• Task statement:
Write out every row below word for word, leaving out the pictures.

**** Stored rows ****

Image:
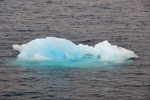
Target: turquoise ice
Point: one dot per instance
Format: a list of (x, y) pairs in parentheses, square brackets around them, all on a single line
[(60, 49)]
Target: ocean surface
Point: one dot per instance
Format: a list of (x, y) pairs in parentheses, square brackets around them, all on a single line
[(125, 23)]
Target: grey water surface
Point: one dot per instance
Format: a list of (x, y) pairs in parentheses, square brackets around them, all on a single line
[(125, 23)]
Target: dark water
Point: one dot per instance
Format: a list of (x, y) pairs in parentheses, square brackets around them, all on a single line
[(125, 23)]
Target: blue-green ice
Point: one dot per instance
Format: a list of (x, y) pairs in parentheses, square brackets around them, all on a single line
[(52, 49)]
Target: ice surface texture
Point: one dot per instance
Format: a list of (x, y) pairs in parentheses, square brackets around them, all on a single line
[(52, 48)]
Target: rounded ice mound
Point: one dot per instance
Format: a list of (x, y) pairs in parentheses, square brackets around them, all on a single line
[(52, 48)]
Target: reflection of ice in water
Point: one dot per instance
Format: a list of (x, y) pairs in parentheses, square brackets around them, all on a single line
[(52, 48)]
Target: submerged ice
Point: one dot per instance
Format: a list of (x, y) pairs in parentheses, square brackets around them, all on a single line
[(52, 48)]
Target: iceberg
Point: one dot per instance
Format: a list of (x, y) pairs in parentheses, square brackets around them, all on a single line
[(60, 49)]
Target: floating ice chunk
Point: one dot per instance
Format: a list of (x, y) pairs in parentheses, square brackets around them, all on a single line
[(52, 48)]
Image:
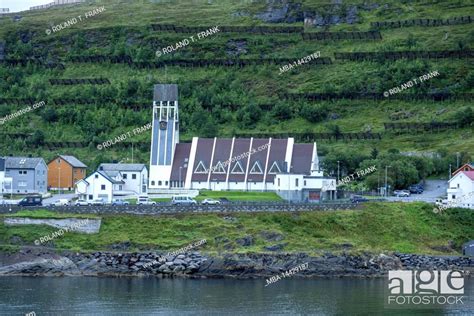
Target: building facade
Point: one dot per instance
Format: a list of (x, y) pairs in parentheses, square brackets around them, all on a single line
[(461, 190), (5, 182), (249, 164), (29, 175), (114, 180), (64, 171)]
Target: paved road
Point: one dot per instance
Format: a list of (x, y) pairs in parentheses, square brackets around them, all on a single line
[(433, 190), (56, 197)]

****

• Response to this exercise:
Image:
Target: turquoise ice
Point: one dot per instance
Format: a list of (x, y) pairs in parentheses, square brackets around them, all on a single line
[(60, 49)]
Target: ocean surface
Point: one dot per instance
Format: a list of (x, y) pairs in parentheses, square brackets around them, all on a single line
[(125, 23)]
Target: grey water surface
Point: one dot per instance
Format: a list of (x, y) pairs in parentheses, square brackets around them, all on a single line
[(125, 23)]
Target: dark water
Point: one dot per instance
Format: a list of (x, y) pairs in parentheses, square brackets around them, all on a single line
[(125, 23)]
Target: blue-green ice
Point: one dot per instance
Format: a list of (x, y) pairs in parentheses, square brackets around them, all on a single line
[(52, 49)]
Target: ice surface texture
Point: one dot per instance
Format: a list of (x, y) pairs in parentheses, square brackets around them, all on a single line
[(52, 48)]
Target: rounded ice mound
Point: one dot per instance
Format: a list of (x, y) pairs in parentheses, square brackets around them, all on a single line
[(52, 48)]
Target: reflection of ice in water
Point: one dot per instance
Format: a list of (x, y) pairs in parentheses, square brackets around them, all on a single line
[(52, 48)]
Target: submerged ice
Point: one dot per instance
Format: a list of (x, y) pairs in parentheses, square brackets around them, all on a single line
[(52, 48)]
Target: iceberg
Point: one dot per instance
Format: a list of (x, y) pairs in parentheses, square brackets around them, all on a single line
[(60, 49)]
Target: floating ice chunk
Point: one dot per instance
Format: a list of (x, y) pairs in parentheses, square brackets around them, all on a single line
[(52, 48)]
Image:
Target: building facade
Point: one dot per instance
Format: a list of (x, y) pairs in parentheses, square brackets around them, all on a single line
[(461, 190), (5, 182), (249, 164), (29, 175), (114, 180), (64, 171)]
Target: paved road
Point: one dot per instance
Format: a list of (x, y) pairs in parentheses, square brackets around them, all on a single line
[(433, 190), (56, 197)]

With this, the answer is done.